[Collection entries]

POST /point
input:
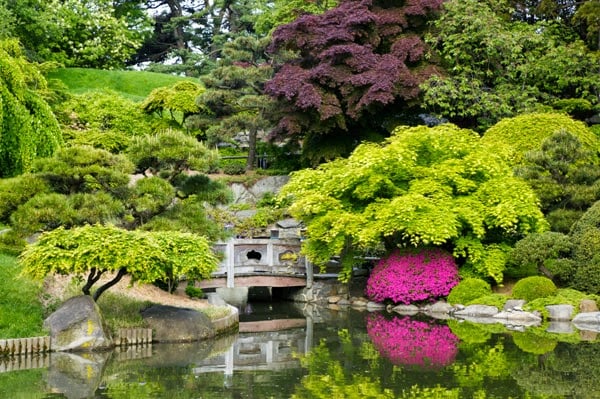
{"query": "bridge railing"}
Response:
(268, 256)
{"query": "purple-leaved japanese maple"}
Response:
(356, 66)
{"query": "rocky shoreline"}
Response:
(562, 318)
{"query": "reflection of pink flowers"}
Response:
(409, 342)
(412, 276)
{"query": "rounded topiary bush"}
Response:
(412, 276)
(469, 289)
(526, 132)
(533, 287)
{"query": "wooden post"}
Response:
(230, 254)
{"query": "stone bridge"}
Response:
(263, 262)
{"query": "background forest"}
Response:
(462, 125)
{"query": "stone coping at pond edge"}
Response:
(512, 315)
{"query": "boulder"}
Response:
(560, 312)
(477, 311)
(560, 327)
(587, 305)
(589, 321)
(174, 324)
(514, 304)
(78, 326)
(520, 318)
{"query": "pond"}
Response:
(288, 350)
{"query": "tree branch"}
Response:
(122, 272)
(93, 277)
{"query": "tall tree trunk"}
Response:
(251, 162)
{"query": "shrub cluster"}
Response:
(409, 342)
(469, 289)
(534, 287)
(412, 276)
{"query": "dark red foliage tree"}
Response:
(357, 67)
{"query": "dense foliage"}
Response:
(547, 253)
(412, 276)
(234, 102)
(515, 137)
(86, 33)
(356, 61)
(28, 128)
(424, 186)
(498, 67)
(533, 287)
(566, 177)
(95, 250)
(469, 289)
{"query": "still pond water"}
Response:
(320, 353)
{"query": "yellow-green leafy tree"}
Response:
(28, 128)
(422, 187)
(98, 250)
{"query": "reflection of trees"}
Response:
(327, 378)
(569, 371)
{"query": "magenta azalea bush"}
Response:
(412, 276)
(408, 342)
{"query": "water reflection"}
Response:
(298, 351)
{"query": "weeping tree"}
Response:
(28, 128)
(98, 251)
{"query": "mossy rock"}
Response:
(534, 287)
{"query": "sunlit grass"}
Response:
(135, 85)
(21, 313)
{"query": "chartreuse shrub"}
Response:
(421, 187)
(533, 287)
(586, 240)
(514, 137)
(407, 276)
(468, 290)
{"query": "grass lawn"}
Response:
(21, 313)
(135, 85)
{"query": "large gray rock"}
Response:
(520, 318)
(477, 311)
(78, 326)
(589, 321)
(514, 304)
(588, 305)
(560, 312)
(173, 324)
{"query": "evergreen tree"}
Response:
(234, 101)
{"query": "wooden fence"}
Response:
(24, 346)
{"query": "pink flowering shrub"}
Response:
(412, 276)
(409, 342)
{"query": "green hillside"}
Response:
(135, 85)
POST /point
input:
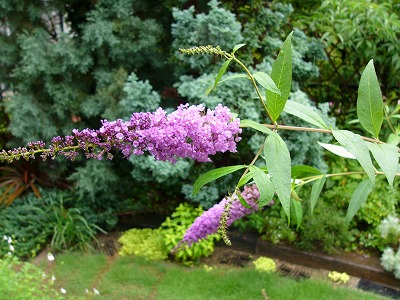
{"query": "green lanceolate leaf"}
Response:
(316, 191)
(255, 125)
(303, 171)
(219, 75)
(387, 157)
(267, 82)
(298, 211)
(305, 113)
(338, 150)
(359, 148)
(277, 159)
(358, 198)
(237, 47)
(264, 186)
(235, 76)
(282, 76)
(247, 177)
(212, 175)
(369, 101)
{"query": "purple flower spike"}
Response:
(209, 222)
(186, 132)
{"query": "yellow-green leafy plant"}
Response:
(146, 242)
(174, 228)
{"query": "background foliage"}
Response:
(69, 64)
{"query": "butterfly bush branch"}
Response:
(186, 132)
(220, 216)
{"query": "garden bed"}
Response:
(362, 266)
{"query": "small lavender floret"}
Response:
(209, 222)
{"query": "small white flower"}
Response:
(50, 256)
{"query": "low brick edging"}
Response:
(362, 267)
(332, 263)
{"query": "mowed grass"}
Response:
(136, 278)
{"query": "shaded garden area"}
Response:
(283, 122)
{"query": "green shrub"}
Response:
(26, 223)
(389, 229)
(70, 229)
(173, 229)
(145, 242)
(390, 261)
(33, 222)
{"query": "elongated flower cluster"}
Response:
(190, 132)
(210, 221)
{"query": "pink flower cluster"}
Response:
(209, 222)
(190, 132)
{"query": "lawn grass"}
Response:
(136, 278)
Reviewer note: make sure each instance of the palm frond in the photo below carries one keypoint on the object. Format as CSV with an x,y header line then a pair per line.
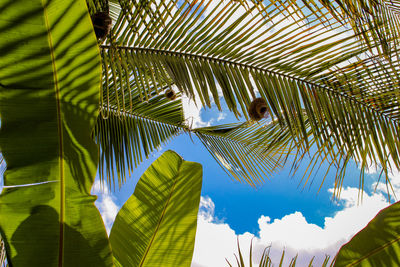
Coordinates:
x,y
293,60
266,260
127,137
376,22
3,258
238,150
95,6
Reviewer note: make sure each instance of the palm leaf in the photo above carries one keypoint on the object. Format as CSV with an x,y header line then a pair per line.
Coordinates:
x,y
375,245
349,95
157,225
376,22
234,147
3,256
127,137
266,260
50,79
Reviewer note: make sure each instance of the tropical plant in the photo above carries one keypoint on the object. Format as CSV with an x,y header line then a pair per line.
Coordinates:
x,y
266,260
327,71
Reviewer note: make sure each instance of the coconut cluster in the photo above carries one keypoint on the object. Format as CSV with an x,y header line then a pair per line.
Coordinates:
x,y
102,24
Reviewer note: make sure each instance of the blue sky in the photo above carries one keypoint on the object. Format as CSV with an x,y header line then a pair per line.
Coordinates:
x,y
279,213
299,220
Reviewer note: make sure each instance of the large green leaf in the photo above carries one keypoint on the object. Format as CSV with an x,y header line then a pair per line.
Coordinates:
x,y
128,136
296,62
378,244
157,225
50,79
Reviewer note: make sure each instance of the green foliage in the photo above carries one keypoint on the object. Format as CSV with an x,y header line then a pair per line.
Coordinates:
x,y
327,69
157,225
266,260
330,91
378,244
50,75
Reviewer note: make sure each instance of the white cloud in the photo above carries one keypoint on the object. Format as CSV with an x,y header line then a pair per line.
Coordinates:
x,y
216,240
192,112
105,203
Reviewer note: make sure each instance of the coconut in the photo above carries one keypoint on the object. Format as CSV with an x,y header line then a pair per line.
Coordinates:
x,y
102,24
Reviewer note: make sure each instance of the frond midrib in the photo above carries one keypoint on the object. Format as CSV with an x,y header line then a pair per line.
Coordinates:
x,y
133,114
257,68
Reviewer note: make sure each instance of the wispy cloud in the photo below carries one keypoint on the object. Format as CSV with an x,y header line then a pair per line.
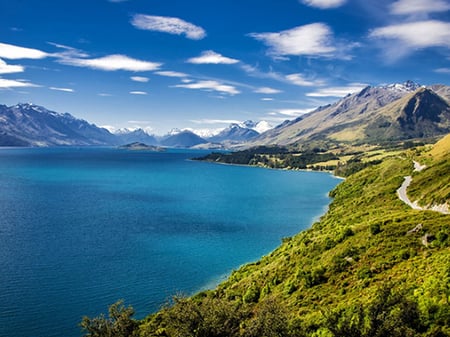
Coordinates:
x,y
215,121
210,85
442,70
300,80
267,91
290,112
140,79
169,73
9,69
337,91
12,52
211,57
68,52
413,7
324,4
5,84
62,89
405,38
313,39
169,25
112,63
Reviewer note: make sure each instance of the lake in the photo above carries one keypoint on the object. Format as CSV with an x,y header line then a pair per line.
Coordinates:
x,y
81,228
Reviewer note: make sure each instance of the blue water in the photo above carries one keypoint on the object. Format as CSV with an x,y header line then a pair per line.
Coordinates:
x,y
82,228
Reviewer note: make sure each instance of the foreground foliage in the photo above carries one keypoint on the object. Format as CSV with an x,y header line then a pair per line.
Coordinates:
x,y
370,267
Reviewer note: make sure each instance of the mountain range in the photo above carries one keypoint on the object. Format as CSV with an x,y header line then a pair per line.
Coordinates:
x,y
33,125
394,112
375,114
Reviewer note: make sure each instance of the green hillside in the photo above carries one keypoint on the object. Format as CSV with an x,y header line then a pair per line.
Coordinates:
x,y
371,266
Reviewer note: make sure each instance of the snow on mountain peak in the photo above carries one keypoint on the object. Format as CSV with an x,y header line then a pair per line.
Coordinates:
x,y
407,86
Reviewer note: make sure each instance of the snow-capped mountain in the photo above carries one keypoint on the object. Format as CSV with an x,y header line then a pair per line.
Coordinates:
x,y
234,133
183,139
32,125
408,86
139,135
375,114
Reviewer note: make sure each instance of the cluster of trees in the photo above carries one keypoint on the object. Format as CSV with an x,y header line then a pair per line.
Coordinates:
x,y
389,314
273,157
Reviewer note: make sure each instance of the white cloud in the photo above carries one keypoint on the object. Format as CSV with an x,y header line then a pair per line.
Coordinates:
x,y
442,70
267,91
68,52
169,73
313,39
62,89
9,69
290,112
210,86
411,7
112,63
9,51
215,121
324,4
413,35
5,83
169,25
211,57
337,91
140,79
299,79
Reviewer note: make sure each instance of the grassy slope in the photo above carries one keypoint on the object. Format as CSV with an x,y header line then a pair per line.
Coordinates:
x,y
432,185
357,247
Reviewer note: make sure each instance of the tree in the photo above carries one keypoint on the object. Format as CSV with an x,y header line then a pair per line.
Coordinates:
x,y
119,323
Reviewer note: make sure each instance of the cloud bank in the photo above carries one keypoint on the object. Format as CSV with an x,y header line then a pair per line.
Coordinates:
x,y
324,4
112,63
312,40
168,25
211,57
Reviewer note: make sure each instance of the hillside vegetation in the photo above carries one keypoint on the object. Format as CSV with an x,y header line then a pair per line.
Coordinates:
x,y
371,266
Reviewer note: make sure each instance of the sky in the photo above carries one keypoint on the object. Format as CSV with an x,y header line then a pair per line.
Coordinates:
x,y
203,64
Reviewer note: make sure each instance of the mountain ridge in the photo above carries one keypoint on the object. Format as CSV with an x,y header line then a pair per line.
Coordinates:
x,y
354,117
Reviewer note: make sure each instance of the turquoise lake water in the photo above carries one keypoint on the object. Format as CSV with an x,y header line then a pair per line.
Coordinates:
x,y
83,227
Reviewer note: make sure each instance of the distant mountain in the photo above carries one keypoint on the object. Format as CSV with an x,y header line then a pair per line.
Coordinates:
x,y
234,133
33,125
375,114
182,139
137,146
127,136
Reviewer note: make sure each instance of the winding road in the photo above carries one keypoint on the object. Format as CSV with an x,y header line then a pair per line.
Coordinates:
x,y
403,196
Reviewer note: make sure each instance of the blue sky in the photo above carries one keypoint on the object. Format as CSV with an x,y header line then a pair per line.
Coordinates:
x,y
201,64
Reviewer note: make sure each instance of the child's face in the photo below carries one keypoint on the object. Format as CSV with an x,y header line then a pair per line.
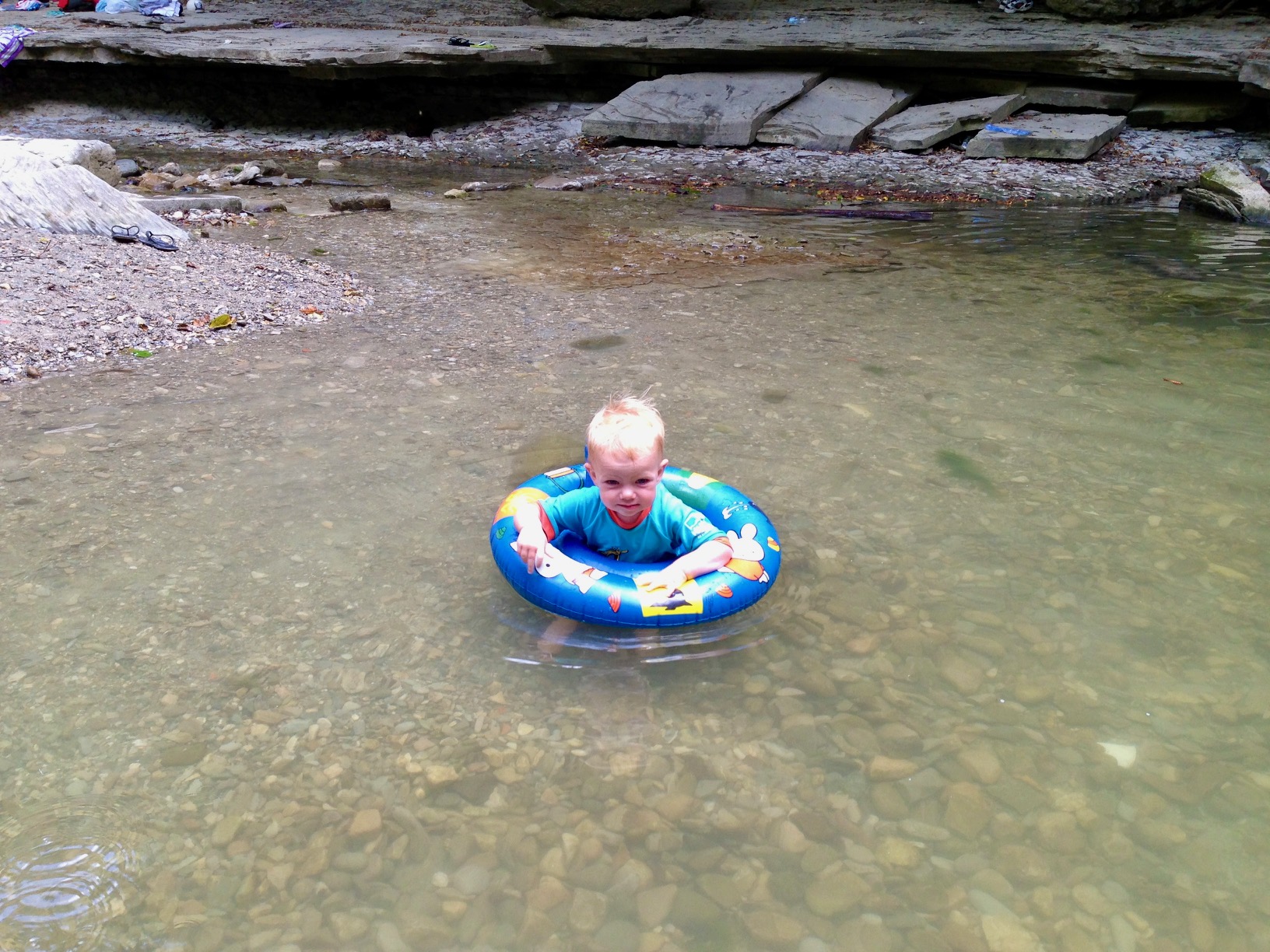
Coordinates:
x,y
626,486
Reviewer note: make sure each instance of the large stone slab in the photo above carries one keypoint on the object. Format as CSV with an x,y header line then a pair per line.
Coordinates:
x,y
1187,110
193,203
699,108
1079,98
924,126
68,198
837,114
1072,136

(TASK GOAL) For the word "foliage", count the lines of the data that contain it and give only the count.

(ANSWER AREA) 5